QUOTED PASSAGE -

Quelle/Source: Schmeh

I have blogged and lectured about this story many times before. But before I go into it again today, I’d like to point out my latest publication. Together with Nicolas Courtois and Kacper T. Gradon, I wrote an academic paper titled “Crypto Currency Regulation and Law Enforcement Perspectives”. You can download it here.


The Ohio Cryptogram

Back to the ticket office raid. On July 3, 1916, the local newspaper, the Lima Times Democrat, published an encrypted text that a citizen had provided to the editor. It was of utmost importance to solve this mystery, the accompanying article stated. The reason for the importance was not mentioned, nor was the name of the citizen. The cryptogram read as follows:


Note that the text contains meaningful words: WHAT, THERE, FIRST, WEEK, WITH, and THX. Apparently, the author left some less important terms in plain text.

A few weeks later, the magazine “Enigma”, published by the National Puzzlers’ League, also published this cryptogram in the August 1916 issue. The rather short article had the following wording:

The police department of Lima, O., is greatly puzzled over a cryptic message received in connection with the robbery of a Western Ohio ticket agent. Here it is: WAS NVKVAFT …

So now it was clear: The cryptogram had a connection to the ticket counter robbery and therefore kept the police busy. Unfortunately, I don’t know what kind of connection there was between the robbery and the cryptogram. The Lima Times Democrat published the first analysis already a few days after the crime. Here it is:


Quelle/Source: Lima Times Democrat

Note that the article contains a replacement table that “might be helpful”. So far, however, this supposed key has not proven helpful at all. In any case, no one has yet managed to crack the encrypted text.

The Ohio cryptogram was brought to my attention at the time by Zodiac Killer expert David Oranchak. Nick Pelling has done some research on the subject and published it on his blog (see here, here and here). You can also read some analysis there.


What is the purpose behind this?

The first question now is what was the purpose of the encrypted message. My guess is that it was an encrypted telegram. Telegrams were sent a lot in those days, and it was not at all unusual to encrypt them.

The second question: what does this message have to do with the crime? If it is indeed a telegram and there is indeed a connection to the ticket booth robbery, then the most likely explanation is that the perpetrator sent or received this message before or after the crime. Perhaps the citizen in question was even an employee of a telegraph company who (for whatever reason) preferred to contact the press instead of informing the police.

DATA SHOWN -
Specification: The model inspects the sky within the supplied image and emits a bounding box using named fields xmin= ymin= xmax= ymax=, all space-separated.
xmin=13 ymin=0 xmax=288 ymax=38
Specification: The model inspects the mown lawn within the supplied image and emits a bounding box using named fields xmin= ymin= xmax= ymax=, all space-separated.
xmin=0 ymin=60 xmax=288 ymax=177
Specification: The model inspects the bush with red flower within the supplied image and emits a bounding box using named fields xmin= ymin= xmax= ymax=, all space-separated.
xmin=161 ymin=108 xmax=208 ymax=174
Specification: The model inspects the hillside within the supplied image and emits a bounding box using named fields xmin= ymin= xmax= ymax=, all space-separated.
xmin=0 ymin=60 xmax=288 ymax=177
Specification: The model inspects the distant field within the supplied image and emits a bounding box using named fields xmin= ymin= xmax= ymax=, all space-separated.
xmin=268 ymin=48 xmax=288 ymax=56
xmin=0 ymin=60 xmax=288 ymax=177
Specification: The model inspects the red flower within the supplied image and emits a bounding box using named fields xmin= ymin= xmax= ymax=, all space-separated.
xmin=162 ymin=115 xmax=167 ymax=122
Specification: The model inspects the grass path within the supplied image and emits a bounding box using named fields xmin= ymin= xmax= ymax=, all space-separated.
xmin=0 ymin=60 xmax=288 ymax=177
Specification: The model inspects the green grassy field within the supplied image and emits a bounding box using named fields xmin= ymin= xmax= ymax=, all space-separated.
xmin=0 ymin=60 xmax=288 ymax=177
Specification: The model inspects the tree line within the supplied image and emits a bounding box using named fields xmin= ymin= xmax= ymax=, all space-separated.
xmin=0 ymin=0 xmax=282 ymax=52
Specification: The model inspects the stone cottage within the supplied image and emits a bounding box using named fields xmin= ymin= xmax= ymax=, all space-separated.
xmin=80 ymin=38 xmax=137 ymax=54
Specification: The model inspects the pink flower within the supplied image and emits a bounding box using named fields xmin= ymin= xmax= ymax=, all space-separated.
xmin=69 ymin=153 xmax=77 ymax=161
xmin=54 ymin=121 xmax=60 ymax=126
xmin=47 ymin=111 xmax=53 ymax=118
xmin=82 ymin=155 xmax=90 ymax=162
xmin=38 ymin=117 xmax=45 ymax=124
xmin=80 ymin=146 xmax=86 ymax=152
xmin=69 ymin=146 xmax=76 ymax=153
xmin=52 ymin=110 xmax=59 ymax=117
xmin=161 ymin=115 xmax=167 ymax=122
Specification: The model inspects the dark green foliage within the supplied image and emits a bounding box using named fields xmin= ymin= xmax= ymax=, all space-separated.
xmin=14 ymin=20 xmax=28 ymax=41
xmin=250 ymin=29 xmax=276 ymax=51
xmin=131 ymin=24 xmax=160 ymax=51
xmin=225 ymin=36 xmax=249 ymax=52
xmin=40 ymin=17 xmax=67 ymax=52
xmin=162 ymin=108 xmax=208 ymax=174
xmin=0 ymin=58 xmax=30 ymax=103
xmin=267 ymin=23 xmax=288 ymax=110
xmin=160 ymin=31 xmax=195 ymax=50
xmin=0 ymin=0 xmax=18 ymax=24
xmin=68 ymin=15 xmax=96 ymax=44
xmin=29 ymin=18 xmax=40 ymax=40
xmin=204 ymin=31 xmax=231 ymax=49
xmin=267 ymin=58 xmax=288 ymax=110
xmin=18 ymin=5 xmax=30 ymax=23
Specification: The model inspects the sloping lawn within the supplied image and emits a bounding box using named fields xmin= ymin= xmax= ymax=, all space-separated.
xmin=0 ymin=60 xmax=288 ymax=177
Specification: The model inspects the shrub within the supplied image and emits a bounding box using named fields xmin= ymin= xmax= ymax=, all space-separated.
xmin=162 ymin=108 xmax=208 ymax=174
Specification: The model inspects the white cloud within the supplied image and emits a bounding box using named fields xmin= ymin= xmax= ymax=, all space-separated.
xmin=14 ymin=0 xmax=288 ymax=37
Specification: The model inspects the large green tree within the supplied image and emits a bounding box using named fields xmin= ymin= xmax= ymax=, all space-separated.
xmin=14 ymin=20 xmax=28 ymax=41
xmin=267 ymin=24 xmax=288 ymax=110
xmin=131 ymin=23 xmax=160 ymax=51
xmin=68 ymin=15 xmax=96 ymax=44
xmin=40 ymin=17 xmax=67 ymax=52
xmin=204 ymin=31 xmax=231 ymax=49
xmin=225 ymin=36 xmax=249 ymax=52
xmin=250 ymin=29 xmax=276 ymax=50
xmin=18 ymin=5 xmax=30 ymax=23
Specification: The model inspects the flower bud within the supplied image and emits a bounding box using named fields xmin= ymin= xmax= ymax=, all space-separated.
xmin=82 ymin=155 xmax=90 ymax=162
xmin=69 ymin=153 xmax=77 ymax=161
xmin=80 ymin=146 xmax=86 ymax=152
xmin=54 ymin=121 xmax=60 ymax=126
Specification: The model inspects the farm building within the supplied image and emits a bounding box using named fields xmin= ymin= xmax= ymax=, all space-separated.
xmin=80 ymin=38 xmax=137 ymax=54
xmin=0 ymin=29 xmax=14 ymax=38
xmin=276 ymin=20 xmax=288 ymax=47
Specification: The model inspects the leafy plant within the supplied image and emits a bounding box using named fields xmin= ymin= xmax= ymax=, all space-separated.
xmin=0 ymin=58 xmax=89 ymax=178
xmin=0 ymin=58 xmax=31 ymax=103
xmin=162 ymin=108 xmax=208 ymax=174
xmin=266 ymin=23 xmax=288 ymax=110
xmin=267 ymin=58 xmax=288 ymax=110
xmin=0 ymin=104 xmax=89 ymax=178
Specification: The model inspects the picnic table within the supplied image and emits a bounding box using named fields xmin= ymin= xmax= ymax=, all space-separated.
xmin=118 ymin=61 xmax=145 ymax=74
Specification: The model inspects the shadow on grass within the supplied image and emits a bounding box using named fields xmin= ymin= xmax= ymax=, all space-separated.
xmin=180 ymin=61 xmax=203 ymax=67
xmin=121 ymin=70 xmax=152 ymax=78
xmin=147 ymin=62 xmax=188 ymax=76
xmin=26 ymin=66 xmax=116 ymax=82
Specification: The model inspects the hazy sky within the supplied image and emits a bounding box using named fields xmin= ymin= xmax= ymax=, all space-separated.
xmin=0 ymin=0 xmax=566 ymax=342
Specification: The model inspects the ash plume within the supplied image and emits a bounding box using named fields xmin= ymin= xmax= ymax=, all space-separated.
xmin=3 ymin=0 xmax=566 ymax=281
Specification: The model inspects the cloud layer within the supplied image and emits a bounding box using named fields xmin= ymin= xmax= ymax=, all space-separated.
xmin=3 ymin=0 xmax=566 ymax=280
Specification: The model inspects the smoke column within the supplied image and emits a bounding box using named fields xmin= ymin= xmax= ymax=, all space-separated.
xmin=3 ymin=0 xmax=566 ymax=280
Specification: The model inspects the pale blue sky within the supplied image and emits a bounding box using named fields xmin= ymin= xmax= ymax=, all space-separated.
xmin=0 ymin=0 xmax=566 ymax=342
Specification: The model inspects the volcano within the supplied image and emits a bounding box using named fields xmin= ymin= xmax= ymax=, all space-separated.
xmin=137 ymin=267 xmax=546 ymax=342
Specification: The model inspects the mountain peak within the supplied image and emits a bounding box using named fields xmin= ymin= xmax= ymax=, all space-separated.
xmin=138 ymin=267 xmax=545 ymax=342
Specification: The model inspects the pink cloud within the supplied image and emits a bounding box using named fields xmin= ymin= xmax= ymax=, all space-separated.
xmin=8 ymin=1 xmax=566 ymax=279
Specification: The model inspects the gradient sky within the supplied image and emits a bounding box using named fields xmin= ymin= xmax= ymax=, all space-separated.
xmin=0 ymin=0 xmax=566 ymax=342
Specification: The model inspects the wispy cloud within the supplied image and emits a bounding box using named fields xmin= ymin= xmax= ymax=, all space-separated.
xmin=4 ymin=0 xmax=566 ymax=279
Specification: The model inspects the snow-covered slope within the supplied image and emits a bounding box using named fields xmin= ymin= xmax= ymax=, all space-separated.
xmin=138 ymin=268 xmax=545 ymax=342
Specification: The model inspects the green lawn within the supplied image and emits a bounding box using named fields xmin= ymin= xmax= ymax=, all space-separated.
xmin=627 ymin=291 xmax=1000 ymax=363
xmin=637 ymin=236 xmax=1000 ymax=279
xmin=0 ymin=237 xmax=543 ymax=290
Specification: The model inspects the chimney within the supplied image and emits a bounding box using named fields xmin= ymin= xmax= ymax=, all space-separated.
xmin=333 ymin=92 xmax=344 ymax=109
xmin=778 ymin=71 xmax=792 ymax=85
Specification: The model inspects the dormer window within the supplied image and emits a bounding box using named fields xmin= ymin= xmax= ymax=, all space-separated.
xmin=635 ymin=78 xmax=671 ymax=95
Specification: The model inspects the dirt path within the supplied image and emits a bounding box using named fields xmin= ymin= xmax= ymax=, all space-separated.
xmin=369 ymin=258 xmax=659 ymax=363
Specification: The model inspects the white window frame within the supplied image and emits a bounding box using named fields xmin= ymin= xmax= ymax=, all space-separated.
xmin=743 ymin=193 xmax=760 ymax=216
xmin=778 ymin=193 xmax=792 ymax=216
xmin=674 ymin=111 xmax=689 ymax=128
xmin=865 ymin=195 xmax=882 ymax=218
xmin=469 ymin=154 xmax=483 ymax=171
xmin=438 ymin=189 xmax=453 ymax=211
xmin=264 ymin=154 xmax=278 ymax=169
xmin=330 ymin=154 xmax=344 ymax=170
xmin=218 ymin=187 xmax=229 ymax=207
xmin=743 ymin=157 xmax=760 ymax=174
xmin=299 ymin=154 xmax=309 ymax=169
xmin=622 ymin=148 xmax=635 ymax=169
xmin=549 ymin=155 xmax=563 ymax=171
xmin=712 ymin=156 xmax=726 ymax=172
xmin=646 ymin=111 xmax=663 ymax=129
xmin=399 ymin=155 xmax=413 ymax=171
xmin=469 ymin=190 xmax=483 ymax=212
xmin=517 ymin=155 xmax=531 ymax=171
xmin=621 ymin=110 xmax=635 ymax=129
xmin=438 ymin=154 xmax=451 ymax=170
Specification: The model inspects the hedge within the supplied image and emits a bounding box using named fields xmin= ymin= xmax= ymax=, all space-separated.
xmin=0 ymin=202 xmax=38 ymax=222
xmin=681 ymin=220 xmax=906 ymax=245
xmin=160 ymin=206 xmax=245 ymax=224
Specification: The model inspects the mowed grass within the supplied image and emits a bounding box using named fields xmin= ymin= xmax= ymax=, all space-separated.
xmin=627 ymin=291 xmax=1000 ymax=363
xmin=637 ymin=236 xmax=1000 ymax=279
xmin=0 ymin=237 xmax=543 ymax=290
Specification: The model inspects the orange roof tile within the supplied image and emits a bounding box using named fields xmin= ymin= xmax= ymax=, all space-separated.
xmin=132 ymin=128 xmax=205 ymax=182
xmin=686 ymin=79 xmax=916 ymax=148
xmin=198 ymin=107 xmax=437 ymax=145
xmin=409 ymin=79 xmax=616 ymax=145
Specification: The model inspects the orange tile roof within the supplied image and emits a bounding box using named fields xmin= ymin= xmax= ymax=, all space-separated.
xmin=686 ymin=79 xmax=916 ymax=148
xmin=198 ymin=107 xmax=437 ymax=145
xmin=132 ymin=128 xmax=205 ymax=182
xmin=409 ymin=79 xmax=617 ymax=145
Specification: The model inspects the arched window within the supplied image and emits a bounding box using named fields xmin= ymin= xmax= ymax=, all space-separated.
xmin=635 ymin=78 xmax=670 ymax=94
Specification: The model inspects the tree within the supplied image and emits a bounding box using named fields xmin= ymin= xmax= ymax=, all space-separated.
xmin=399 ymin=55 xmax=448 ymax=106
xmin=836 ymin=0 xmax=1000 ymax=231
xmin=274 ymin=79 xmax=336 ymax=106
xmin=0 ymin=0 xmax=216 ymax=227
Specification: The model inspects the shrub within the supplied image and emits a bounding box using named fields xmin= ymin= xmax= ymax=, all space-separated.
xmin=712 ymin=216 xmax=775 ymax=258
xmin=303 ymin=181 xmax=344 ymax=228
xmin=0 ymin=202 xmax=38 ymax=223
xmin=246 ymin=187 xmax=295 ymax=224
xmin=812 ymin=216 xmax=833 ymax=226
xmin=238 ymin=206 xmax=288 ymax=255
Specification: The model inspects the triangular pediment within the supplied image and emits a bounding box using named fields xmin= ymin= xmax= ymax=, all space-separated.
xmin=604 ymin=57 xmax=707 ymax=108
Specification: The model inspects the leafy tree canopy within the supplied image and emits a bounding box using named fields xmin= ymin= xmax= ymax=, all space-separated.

BRIEF - In the passage on the Ohio cryptogram, which local newspaper published the encrypted text on July 3, 1916? The records have no role in this.

SOLUTION TO THE EXERCISE - The Lima Times Democrat.